The exercise:
Change "Would you be able to point out" to "Can you locate" throughout the records below, and copy every line out again with nothing else altered.
━━━ Raw records ━━━
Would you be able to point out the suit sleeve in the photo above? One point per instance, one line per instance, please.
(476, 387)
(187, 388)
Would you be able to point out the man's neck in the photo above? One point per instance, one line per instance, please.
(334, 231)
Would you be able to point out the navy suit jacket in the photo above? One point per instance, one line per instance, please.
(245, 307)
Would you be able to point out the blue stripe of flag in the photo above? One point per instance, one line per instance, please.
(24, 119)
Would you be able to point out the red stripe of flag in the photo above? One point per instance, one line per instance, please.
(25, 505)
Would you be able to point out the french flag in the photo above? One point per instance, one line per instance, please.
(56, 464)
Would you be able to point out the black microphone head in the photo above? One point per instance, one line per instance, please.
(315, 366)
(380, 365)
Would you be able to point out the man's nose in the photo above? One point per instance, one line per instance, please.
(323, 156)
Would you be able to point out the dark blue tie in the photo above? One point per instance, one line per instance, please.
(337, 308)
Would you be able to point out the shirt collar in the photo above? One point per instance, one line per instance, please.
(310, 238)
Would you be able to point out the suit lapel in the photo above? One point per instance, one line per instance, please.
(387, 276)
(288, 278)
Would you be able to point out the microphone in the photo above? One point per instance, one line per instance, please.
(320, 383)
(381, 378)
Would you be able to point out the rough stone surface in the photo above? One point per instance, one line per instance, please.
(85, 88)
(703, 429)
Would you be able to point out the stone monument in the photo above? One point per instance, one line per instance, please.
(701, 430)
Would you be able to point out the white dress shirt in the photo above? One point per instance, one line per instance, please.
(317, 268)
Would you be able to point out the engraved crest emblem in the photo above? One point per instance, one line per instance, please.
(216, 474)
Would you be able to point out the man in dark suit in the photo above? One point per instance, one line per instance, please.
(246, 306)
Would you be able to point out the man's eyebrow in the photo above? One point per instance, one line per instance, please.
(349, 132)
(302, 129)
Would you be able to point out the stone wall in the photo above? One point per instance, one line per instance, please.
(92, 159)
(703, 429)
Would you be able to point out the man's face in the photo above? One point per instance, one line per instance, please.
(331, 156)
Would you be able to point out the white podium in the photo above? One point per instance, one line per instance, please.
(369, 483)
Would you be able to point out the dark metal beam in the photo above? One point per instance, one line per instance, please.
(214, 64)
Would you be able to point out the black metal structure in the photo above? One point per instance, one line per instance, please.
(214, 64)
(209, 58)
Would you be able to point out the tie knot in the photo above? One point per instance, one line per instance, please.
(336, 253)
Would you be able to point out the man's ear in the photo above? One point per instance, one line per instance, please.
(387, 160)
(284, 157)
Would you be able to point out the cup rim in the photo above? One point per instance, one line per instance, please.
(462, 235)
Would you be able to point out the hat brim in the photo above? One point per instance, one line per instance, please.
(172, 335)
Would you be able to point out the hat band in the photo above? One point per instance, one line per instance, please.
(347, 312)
━━━
Final result:
Can you locate the suit sleeve in the photo above? One point per instance, one line per instance, please.
(476, 387)
(187, 388)
Can you locate the man's neck in the photo above? One point per instance, one line per instance, please.
(334, 231)
Can you locate the navy suit jacket in the photo above? One point per instance, one line per instance, please.
(245, 307)
Can you locate the blue stripe of flag in the photo above? One point per instance, one line per instance, please.
(24, 119)
Can you locate the red stripe of flag in the photo above? One point per instance, one line per instance, please.
(25, 505)
Can you locate the french flag in the photo above? One point per instance, one line per instance, please.
(56, 464)
Can you locate the black microphone head in the photo above? One point per instance, one line per instance, please.
(315, 366)
(380, 365)
Can you locate the man's nose in the photo above? One point per instance, one line per instance, please.
(323, 156)
Can you locate the dark blue tie in the photo above? One point per instance, one line per instance, please.
(337, 308)
Can you locate the shirt collar in the photo above? One point per instance, one line per instance, please.
(310, 238)
Can you locate the suit lapel in the photo above? One point per instance, one line per instance, please.
(387, 276)
(288, 278)
Can you locate the microphone in the photo above? One point per instance, one line per instance, please.
(320, 383)
(381, 378)
Can you locate the rough stone surface in the photo above? One point per instance, one line per instance, please.
(85, 88)
(703, 429)
Can you locate the stone monument in the photo above? One point per instance, one line per instance, please.
(701, 430)
Can you locate the white dress shirt in the photo above? One point per instance, one line per instance, please.
(317, 268)
Can you locate the engraved crest emblem in the photo above? One point per instance, one line per instance, please.
(216, 474)
Can you locate the man in dark suit in the photo above? One point per instance, one line per instance, please.
(246, 306)
Can you locate the man's eyebrow in the photo above? One point per instance, one line per instance, please.
(349, 132)
(302, 129)
Can you locate the stone wall in the photo above? One point per instance, one line per instance, please.
(92, 159)
(703, 429)
Can you locate the man's face in the photo above? One point per instance, one line per instance, please.
(331, 156)
Can you locate the white podium in the photo above? One point per instance, one line per instance, please.
(369, 483)
Can you locate the dark metal beam in the photo above? One point per instance, one line per instance, please.
(214, 64)
Can you locate the black metal structure in the photo above? One point per instance, one line per instance, please.
(214, 64)
(209, 58)
Can you locate the tie knot in the photo above? One point per instance, one line per instance, please.
(336, 253)
Can you locate the man's ear in the photo above? One point per instance, one line per instance, please.
(387, 160)
(284, 157)
Can you locate the cup rim in the photo above? One point per instance, one line per instance, please.
(462, 235)
Can you locate the hat brim in the photo above? One point per instance, one line per instance, please.
(172, 335)
Can you locate the hat band in the photo above? One point per instance, one line per instance, please.
(347, 312)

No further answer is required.